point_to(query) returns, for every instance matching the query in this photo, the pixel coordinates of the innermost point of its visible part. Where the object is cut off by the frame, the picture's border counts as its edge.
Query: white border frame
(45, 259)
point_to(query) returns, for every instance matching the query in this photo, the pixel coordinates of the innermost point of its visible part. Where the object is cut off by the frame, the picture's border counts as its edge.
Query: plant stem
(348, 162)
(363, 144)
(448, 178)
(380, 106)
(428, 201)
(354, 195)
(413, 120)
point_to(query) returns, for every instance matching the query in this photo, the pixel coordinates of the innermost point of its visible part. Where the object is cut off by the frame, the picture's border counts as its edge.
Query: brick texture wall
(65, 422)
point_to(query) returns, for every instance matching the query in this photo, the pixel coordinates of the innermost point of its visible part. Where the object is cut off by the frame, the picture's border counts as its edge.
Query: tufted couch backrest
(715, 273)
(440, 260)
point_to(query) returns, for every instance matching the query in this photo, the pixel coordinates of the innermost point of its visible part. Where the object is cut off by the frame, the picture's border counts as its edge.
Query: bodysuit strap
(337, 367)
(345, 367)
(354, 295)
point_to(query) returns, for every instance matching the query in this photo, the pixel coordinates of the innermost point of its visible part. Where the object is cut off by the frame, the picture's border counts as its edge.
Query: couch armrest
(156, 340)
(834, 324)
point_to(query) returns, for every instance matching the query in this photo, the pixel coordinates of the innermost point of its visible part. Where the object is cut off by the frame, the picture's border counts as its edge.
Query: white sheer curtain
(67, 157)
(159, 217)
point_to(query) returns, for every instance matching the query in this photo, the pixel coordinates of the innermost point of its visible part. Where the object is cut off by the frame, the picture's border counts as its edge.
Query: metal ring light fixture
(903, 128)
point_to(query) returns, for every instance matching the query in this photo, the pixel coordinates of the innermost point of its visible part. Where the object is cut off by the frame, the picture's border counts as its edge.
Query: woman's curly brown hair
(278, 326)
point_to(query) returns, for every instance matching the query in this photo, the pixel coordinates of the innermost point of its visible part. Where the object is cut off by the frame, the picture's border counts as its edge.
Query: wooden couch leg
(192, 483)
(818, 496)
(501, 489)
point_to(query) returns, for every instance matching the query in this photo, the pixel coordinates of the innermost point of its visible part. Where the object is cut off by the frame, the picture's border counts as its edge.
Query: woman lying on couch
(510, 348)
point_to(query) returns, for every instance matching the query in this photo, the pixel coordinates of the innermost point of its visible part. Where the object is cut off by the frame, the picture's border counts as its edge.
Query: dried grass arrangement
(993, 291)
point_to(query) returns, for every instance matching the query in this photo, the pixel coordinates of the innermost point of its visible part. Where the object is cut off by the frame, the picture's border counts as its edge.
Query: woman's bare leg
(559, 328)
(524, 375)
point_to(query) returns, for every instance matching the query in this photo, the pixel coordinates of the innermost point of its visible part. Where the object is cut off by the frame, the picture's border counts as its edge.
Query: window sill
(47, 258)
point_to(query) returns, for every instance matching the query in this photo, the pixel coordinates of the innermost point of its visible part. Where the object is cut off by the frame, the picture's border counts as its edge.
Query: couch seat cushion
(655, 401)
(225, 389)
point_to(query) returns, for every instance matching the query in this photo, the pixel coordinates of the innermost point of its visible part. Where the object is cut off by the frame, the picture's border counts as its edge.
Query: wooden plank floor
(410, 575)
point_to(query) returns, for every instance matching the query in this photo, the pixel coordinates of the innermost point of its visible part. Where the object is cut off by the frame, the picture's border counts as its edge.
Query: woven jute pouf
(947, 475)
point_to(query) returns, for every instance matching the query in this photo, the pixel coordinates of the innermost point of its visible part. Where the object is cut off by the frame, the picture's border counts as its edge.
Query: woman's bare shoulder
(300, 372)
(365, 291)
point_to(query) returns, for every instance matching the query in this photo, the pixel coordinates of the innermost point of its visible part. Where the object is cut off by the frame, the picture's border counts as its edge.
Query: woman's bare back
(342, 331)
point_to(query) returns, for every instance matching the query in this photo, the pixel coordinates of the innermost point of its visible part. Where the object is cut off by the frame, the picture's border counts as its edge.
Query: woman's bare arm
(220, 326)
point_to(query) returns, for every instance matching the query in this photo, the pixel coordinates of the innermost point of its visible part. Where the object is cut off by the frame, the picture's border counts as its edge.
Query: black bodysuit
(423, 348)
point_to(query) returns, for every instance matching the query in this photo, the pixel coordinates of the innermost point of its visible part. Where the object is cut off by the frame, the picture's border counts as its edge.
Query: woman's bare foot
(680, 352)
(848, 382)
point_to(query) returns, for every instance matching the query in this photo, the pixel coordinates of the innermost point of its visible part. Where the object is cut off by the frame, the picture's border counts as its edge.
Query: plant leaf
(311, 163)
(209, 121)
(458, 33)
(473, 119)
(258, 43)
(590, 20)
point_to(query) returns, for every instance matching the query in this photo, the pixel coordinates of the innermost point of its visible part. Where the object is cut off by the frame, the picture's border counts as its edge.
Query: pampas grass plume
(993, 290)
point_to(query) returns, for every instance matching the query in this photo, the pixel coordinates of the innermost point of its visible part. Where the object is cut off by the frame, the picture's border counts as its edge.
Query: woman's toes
*****
→ Work to complete: Your answer should be the data above, retyped exactly.

→ Answer to this exercise:
point_to(query) returns, for every instance matching the query in this photo, the pixel coordinates of the innermost point of its visible part. Where the object is cut off by the frame, the picture's border counts as its edge.
Query: white border frame
(45, 259)
point_to(query) returns, for every instance matching the query in this photo, the pixel coordinates of the innermost point of its visible part. Where the object is cut off by the frame, the picture's border counts as its edge.
Query: plant stem
(348, 162)
(363, 144)
(448, 178)
(380, 106)
(428, 201)
(354, 195)
(413, 120)
point_to(query) returns, for every instance matching the query in this photo, the pixel coordinates of the innermost point of its visible part. Where the object is cut off by the frame, the picture's border counts as its edge.
Query: brick texture wall
(65, 422)
point_to(query) returns, for every instance matching the query in this photo, the pixel coordinates of the innermost point of its visible part. Where the object is cut off by the frame, the picture's border counts as its edge.
Query: tufted couch backrest
(715, 273)
(440, 260)
point_to(query) returns, for every instance matching the query in this photo, the pixel coordinates of the innermost point of its visible part. Where the object is cut off by the frame, the picture's border counts as its edge.
Query: bodysuit strap
(337, 367)
(345, 367)
(354, 295)
point_to(query) returns, for every instance matching the query in this photo, the pixel coordinates of the innermost point of its visible part. Where the object is cut off by the frame, the picture's border counts as its edge.
Query: couch armrest
(156, 340)
(834, 324)
point_to(query) returns, for every instance matching the query in this photo, the pixel coordinates of the innermost point of its visible part. Where the object is cut off by the frame, the picture's border counts as its edge.
Query: white sheer curtain
(67, 157)
(159, 217)
point_to(query) returns, for every instance matching the query in this photo, the pixel coordinates of the innermost point of its visible part. Where the object is cut off by the frame, the picture's border counts as its edge.
Query: metal ring light fixture
(903, 128)
point_to(query) returns, for every instance matching the query in this photo, the pixel coordinates of the innermost point of its visible part. Where the object is cut off by the frame, the picture's border counts as its edge.
Query: woman's curly brown hair
(278, 326)
point_to(query) returns, for every instance matching the query in this photo, the pixel coordinates of the innermost point of its visible part. Where the object is cut off by the frame, the picture's border counts as its edge.
Query: wooden couch leg
(192, 483)
(818, 496)
(501, 489)
point_to(query) returns, for every instance matching the query in this photo, the pixel coordinates of the innermost point of its visible part. Where the object is cut off by the frame, the picture's border counts as its edge.
Query: woman lying on couch
(510, 348)
point_to(query) returns, for every instance matching the query in this photo, the pixel coordinates of the innermost point of its visible part. Where the object is cut off by the frame, the picture's border counts as its edge.
Query: dried grass arrangement
(993, 291)
point_to(query) returns, for every instance matching the query in this photo, the pixel coordinates of the innermost point of its visible part. Where the object is cut off by the frame, the picture's border counts as its edge.
Query: woman's bare leg
(559, 328)
(524, 375)
point_to(query) returns, for every instance matching the query in this photo, the pixel coordinates of the innermost point of its visible part. Where the object is cut off by the frame, the picture's border counts as its edge.
Query: window sill
(47, 258)
point_to(query) returns, for every instance matching the query in this photo, the pixel coordinates of the innermost point of its visible part. Where the object is cut off by the frame, the picture's border counts as its edge.
Query: couch seat cushion
(655, 401)
(225, 389)
point_to(query) returns, for every instance matching the query in this photo, the pixel coordinates of the innermost point of its visible part. Where the object is cut off by the frame, the picture's border counts as its edge.
Query: wooden plank floor
(410, 575)
point_to(query) returns, for every instance matching the query in this photo, the pixel coordinates of the innermost point of its visible part. Where the object is cut off by the frame, the picture's border counts as its edge.
Query: woven jute pouf
(947, 475)
point_to(query) returns, for every instance matching the query in this photo, the pixel coordinates of the innermost point of its visible part. Where the object is cut off by the frame, the picture's border counts as its edge.
Query: woman's bare shoulder
(300, 372)
(365, 291)
point_to(query) returns, for every instance matching the query in this photo, the pixel coordinates of the innermost point of its visible part. Where the object is cut off by the frame, the picture's border counts as its edge.
Query: woman's bare back
(342, 331)
point_to(query) returns, for every instance matching the query in this photo, the pixel coordinates of the innermost point of its visible part. Where the object is cut off by the frame, the picture's border counts as its edge.
Query: woman's bare arm
(220, 326)
point_to(query) returns, for every instance matching the query in this photo, the pixel coordinates of the innermost point of its visible part. Where the object is cut off by the frame, the picture's border counts as its edge.
Query: black bodysuit
(423, 348)
point_to(query) returns, for every instance matching the query in this photo, the pixel coordinates of the innermost point of its visible part. Where the object is cut off by the frame, the picture's border counts as its edge.
Query: woman's bare foot
(680, 352)
(848, 382)
point_to(query) returns, for every instance matching the query in this photo, the pixel coordinates of the innermost point of its visible part. Where the object is cut off by the frame, the picture's border counts as its edge.
Query: plant leaf
(311, 163)
(209, 121)
(458, 33)
(473, 119)
(258, 43)
(590, 20)
point_to(query) returns, for every instance matching the query in this photo, the pixel coordinates of the innermost point of its visible part. Where the object is cut off by the frame, the picture's border counts as its edge.
Query: pampas grass plume
(993, 290)
point_to(query) returns, for every instance matching the query in this photo, the pixel coordinates of the innermost point of its visible part. Where the object is cut off by the frame, the picture's border counts as its edge.
Query: woman's toes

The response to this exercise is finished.